Rows taken from a segmentation dataset
----

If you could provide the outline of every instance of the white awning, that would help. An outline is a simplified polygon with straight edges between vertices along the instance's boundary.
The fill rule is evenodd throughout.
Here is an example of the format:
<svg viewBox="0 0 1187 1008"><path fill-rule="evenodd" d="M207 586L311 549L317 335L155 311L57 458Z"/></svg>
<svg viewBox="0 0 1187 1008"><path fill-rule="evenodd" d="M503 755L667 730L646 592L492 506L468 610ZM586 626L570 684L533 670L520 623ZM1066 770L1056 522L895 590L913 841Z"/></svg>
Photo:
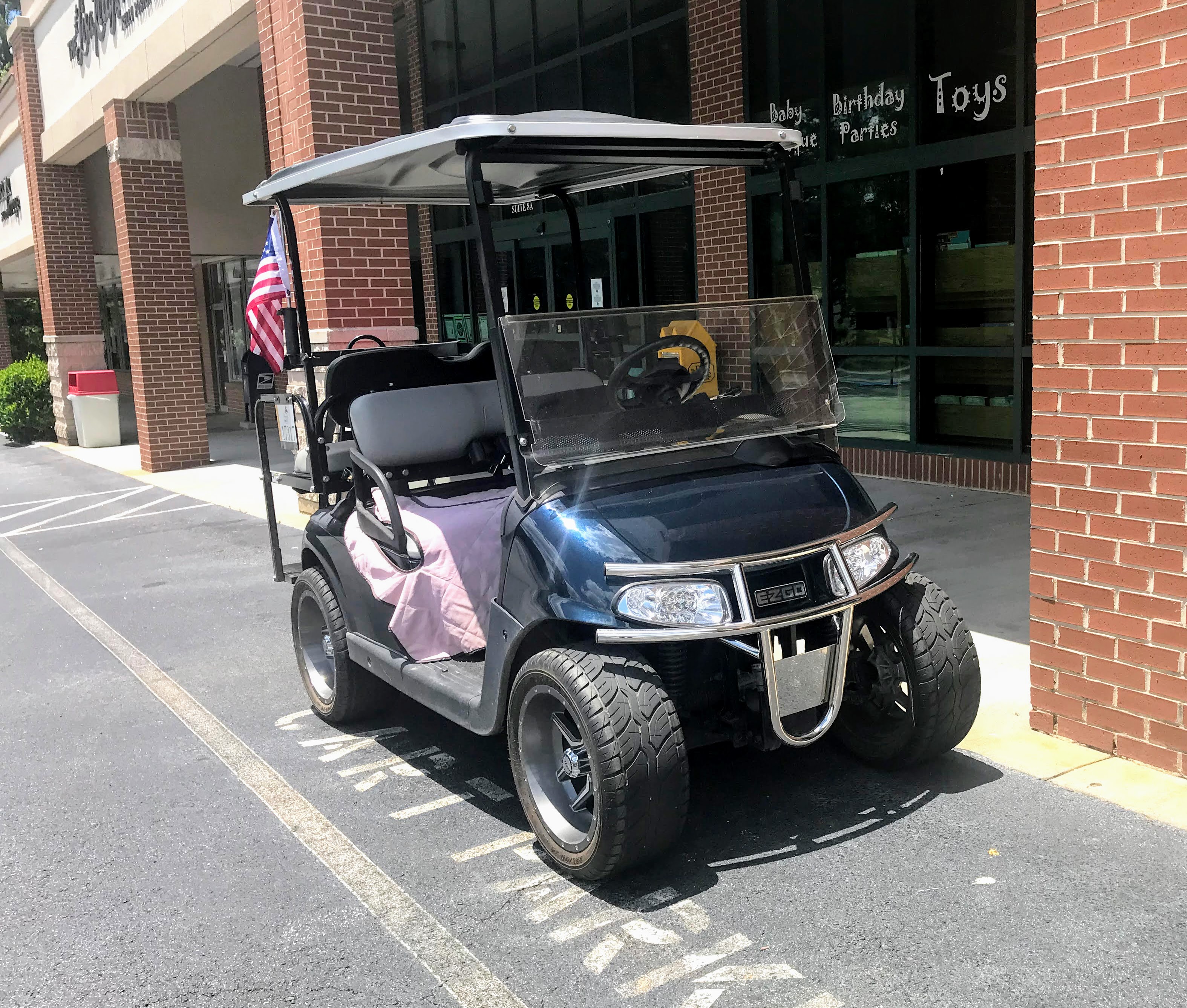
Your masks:
<svg viewBox="0 0 1187 1008"><path fill-rule="evenodd" d="M773 146L794 150L798 129L767 123L685 126L594 112L464 115L446 126L337 151L283 169L243 196L293 204L466 204L465 157L482 148L496 203L550 190L583 192L715 165L762 165Z"/></svg>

----

Required work:
Can you copy the listing above verbatim, leaving out the pictures?

Full solution:
If you could provide the outline of every instance of the white awning, that would help. An outline is a simplified polygon with straight edges between vertices along the instance's boundary.
The fill rule is evenodd throughout.
Here is an example of the format:
<svg viewBox="0 0 1187 1008"><path fill-rule="evenodd" d="M207 586L311 549L317 335L155 311L57 458Z"/></svg>
<svg viewBox="0 0 1187 1008"><path fill-rule="evenodd" d="M503 755L667 730L646 592L492 506L468 610ZM586 626L570 684L533 670L520 623ZM1066 770L1056 522L895 590L913 841Z"/></svg>
Photo:
Your masks:
<svg viewBox="0 0 1187 1008"><path fill-rule="evenodd" d="M773 146L794 150L798 129L767 123L685 126L594 112L464 115L446 126L337 151L283 169L243 196L293 204L466 204L465 157L482 148L496 203L550 190L583 192L715 165L762 165Z"/></svg>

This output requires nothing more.